(What you need to do):
Swap "cloudy sky" for "overcast sky" in the data, from the line containing "In the scene shown above, which region contains the bird's beak?" through the line containing "(0, 1), (600, 195)". Return only those lines, with everything else left unchanged.
----------------
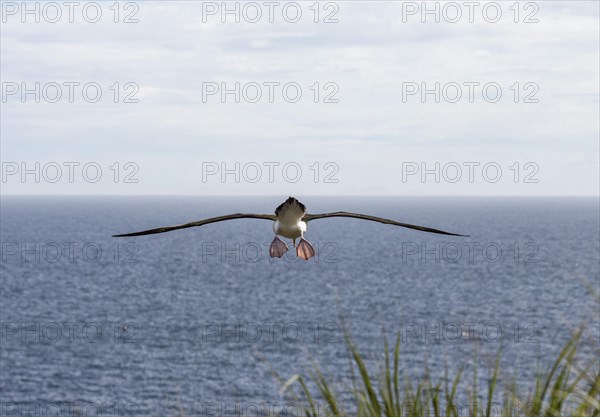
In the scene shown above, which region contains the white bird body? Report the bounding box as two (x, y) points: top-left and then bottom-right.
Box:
(114, 197), (466, 260)
(273, 219), (306, 240)
(273, 197), (306, 243)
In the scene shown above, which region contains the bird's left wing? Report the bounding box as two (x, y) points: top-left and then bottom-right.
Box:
(302, 211), (468, 236)
(113, 213), (276, 237)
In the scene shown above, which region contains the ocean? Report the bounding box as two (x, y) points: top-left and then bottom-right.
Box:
(0, 196), (600, 416)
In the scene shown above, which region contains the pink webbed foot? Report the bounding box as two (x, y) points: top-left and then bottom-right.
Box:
(269, 236), (288, 258)
(296, 238), (315, 261)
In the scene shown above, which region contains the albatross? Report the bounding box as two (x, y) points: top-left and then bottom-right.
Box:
(113, 197), (468, 260)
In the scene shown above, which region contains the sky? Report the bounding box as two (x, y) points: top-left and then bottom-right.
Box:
(0, 1), (600, 196)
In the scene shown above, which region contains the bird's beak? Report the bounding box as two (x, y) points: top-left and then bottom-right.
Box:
(296, 238), (315, 261)
(269, 236), (288, 258)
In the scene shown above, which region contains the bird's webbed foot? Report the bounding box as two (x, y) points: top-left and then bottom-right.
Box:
(296, 237), (315, 261)
(269, 236), (288, 258)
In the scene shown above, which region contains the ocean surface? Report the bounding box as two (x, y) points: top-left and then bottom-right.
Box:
(0, 196), (600, 417)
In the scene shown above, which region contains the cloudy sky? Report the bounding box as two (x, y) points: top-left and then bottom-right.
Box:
(0, 1), (600, 195)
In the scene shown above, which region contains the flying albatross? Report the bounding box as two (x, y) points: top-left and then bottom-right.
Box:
(113, 197), (467, 260)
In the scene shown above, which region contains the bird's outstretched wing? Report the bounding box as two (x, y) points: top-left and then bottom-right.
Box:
(302, 211), (469, 237)
(113, 213), (276, 237)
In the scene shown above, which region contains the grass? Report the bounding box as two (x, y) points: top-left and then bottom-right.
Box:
(280, 330), (600, 417)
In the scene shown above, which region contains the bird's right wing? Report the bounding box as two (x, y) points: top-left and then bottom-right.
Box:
(113, 213), (276, 237)
(302, 211), (468, 236)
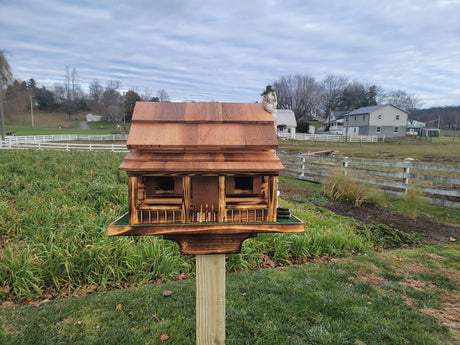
----------------
(Result below):
In the scene shown above, which region contains the bird's beak? Report the bounding box as two (x, y) points: top-left and then bottom-right.
Box:
(296, 238), (315, 261)
(269, 236), (288, 258)
In the scene shown above, which region contains the bird's webbed foot? Report the bounding box as two (x, y) points: top-left and then bottom-right.
Box:
(296, 237), (315, 261)
(269, 236), (288, 258)
In the scene shown above, which region contains the ocean surface? Report the bounding box as two (x, y) points: top-left and then bottom-right.
Box:
(0, 196), (600, 417)
In the scene shown above, which region contains the overcast sky? Report the bounding box as two (x, y) points: top-left and then bottom-right.
Box:
(0, 1), (600, 195)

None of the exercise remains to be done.